● **What this task involves**: Turn the lines in the records below, from the line with "white photograph occupies." to the line with "[635,328,681,448]", into a JSON list of strings, one string per line, and omit any blank lines.

● **Raw records**:

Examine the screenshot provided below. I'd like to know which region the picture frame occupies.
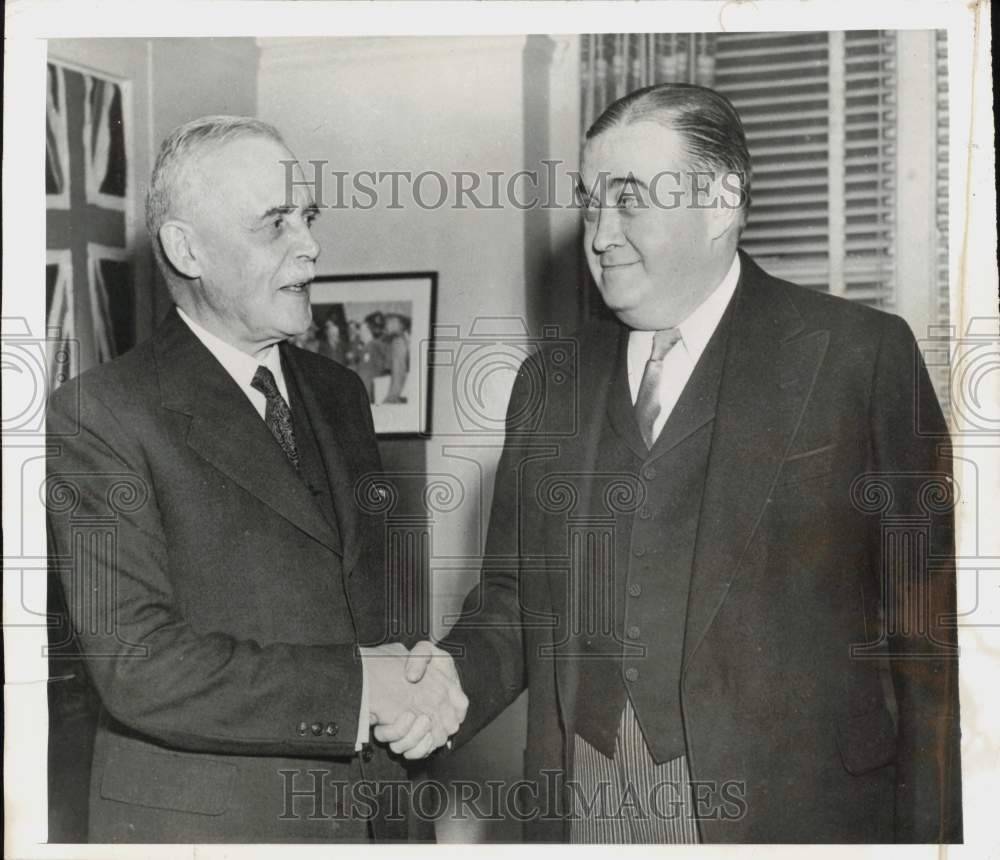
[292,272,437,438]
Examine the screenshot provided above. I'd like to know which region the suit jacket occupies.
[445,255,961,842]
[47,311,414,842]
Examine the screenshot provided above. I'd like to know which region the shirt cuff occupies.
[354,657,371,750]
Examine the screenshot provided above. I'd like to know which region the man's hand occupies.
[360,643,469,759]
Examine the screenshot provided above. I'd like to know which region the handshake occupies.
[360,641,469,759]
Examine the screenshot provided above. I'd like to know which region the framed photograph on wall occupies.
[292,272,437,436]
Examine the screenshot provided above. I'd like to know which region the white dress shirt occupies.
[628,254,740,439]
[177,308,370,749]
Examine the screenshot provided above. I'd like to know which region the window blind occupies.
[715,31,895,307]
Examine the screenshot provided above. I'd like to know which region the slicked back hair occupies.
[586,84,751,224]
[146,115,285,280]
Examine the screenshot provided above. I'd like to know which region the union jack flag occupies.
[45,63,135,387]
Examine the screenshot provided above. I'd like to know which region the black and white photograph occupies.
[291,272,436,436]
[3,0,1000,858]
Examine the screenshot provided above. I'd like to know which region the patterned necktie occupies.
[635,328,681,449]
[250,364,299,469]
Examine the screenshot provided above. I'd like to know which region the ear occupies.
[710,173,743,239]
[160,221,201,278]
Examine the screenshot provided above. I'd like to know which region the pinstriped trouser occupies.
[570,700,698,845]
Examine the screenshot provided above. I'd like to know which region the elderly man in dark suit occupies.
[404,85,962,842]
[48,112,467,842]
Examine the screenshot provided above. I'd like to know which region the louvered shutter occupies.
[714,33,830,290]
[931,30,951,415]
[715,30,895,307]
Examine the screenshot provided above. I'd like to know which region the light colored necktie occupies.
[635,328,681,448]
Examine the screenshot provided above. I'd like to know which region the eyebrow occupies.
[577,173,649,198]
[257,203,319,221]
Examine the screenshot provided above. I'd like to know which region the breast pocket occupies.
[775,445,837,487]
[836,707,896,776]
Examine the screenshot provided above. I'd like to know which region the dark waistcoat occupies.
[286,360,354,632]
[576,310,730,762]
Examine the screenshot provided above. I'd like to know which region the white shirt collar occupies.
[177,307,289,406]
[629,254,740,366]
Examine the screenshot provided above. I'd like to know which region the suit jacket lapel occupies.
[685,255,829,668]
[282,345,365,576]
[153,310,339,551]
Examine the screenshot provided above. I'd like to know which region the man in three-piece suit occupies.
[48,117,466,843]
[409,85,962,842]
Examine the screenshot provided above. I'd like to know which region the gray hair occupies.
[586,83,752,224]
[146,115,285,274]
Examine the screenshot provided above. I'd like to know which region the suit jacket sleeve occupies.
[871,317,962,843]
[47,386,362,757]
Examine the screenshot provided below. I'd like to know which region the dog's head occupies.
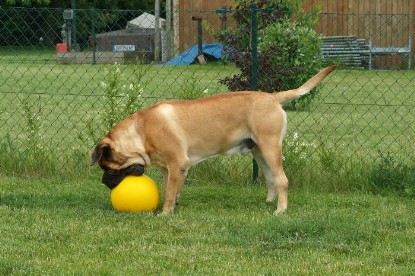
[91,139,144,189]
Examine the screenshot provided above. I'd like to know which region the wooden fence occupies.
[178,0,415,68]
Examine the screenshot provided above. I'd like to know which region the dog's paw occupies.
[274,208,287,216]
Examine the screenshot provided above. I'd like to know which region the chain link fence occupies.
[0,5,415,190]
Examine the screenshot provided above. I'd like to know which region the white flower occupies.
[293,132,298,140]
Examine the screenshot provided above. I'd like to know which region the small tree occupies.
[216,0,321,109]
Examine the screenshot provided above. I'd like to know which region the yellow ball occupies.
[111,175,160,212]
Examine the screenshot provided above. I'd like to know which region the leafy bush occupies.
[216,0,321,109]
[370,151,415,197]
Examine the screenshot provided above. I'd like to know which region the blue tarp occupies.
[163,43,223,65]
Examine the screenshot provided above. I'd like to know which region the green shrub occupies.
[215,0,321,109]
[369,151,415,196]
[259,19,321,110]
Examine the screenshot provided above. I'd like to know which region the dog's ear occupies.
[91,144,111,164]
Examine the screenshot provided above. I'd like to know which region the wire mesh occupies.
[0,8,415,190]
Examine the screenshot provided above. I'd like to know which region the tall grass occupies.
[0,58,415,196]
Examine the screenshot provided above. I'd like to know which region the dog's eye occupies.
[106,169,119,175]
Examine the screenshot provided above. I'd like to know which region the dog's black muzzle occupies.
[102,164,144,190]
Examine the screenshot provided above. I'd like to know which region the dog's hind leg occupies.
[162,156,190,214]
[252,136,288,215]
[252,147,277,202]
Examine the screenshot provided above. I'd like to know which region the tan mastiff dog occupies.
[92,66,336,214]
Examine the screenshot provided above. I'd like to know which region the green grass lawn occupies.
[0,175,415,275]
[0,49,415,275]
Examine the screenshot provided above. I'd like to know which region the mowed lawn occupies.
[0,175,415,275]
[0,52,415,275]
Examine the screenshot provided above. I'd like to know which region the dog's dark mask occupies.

● **Correct result**:
[
  "Examine the screenshot provided above. I'd like to know which region the black and white photograph occupies.",
  "[291,272,436,436]",
  "[3,0,1000,858]",
  "Examine the screenshot provided above. I'd like to know which region the patterned necktie occupies.",
  "[635,328,681,449]",
  "[250,364,299,469]",
  "Examine the screenshot provided above. I'd like to know which region the ear occupies.",
  "[710,173,743,239]",
  "[160,221,201,278]",
  "Examine the screenshot provided above. I'd like to know which region the pinstriped trouser occupies.",
  "[570,700,698,845]",
  "Examine the screenshot provided above. I'd like to know which region the elderly man in dark suit occupies.",
  "[404,85,962,842]",
  "[48,112,467,842]",
  "Examine the screenshot provided above. I'd like to know which region the louvered shutter occupies.",
  "[714,33,830,290]",
  "[931,30,951,415]",
  "[715,30,895,307]",
  "Examine the screenshot provided above. I'd like to know which region the light colored necktie occupies.",
  "[635,328,681,448]"
]